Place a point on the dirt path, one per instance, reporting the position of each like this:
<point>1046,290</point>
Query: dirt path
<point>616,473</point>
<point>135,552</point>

___

- WORK REQUEST -
Word for word, restate the lines above.

- RESULT FOR THIS TASK -
Place a point on the dirt path, one per instance, reporting the position of each like this:
<point>1046,290</point>
Query: dirt path
<point>616,473</point>
<point>135,552</point>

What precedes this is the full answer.